PROBLEM DESCRIPTION |
Extract every line of the records that contains the string "truck", treating uppercase and lowercase as different.

DATA FOR PROCESSING |
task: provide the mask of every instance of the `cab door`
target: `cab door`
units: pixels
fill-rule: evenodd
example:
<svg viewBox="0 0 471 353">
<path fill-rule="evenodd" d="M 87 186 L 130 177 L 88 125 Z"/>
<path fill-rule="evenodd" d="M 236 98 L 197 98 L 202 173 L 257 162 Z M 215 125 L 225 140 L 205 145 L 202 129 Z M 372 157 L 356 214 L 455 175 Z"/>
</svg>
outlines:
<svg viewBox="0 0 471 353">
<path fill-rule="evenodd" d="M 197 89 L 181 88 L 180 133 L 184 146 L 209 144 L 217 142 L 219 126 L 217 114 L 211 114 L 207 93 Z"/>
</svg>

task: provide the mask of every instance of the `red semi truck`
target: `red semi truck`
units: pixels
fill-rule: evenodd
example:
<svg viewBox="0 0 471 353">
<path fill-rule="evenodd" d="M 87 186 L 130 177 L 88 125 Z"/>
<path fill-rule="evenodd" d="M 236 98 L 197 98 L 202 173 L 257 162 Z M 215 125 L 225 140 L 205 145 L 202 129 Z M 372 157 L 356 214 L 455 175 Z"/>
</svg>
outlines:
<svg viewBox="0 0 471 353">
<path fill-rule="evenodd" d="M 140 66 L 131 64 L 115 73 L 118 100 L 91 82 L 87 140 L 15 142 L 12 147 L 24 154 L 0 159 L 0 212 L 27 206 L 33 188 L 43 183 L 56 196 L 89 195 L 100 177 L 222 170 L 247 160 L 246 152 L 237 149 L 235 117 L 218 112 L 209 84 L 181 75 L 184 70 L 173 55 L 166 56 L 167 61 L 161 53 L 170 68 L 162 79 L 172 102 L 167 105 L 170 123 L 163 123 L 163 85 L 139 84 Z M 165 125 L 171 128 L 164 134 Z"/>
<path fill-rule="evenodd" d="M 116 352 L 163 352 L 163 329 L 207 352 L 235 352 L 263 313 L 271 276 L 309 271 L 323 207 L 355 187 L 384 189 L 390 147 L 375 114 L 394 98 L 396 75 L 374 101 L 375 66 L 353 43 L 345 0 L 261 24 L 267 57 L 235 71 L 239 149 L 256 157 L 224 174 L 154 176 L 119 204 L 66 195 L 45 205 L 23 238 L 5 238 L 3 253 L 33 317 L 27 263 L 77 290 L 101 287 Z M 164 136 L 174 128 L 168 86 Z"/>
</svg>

ANSWER TO THIS TASK |
task: provide the mask of every instance of the `red semi truck`
target: `red semi truck`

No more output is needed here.